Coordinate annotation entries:

● ● ●

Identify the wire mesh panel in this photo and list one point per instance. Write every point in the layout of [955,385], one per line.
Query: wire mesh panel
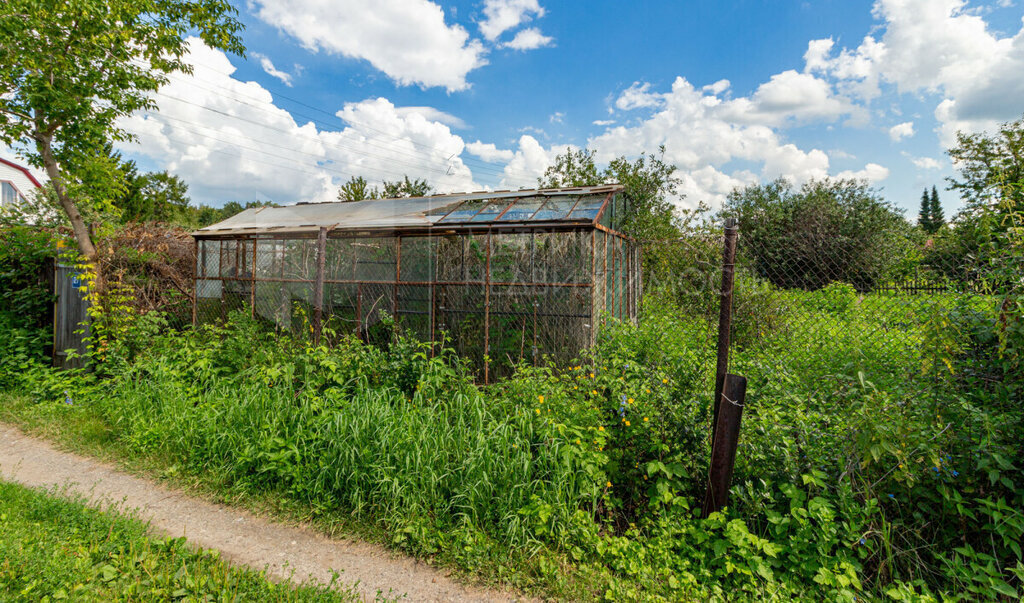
[511,296]
[341,307]
[376,258]
[512,328]
[563,322]
[512,257]
[806,299]
[415,310]
[461,316]
[419,259]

● ● ●

**Required work**
Can you write out every line of the entries again, including the text that comes before the points, adding 30 to each coordinate number in the answers? Leave the pictures out.

**Completed task**
Identify the wire mesh panel in this photo and list one point per instance. Write every point in the layout of [955,385], one per line.
Query: wire mesh panel
[541,326]
[371,337]
[406,288]
[542,358]
[593,352]
[542,287]
[836,329]
[445,340]
[491,346]
[449,289]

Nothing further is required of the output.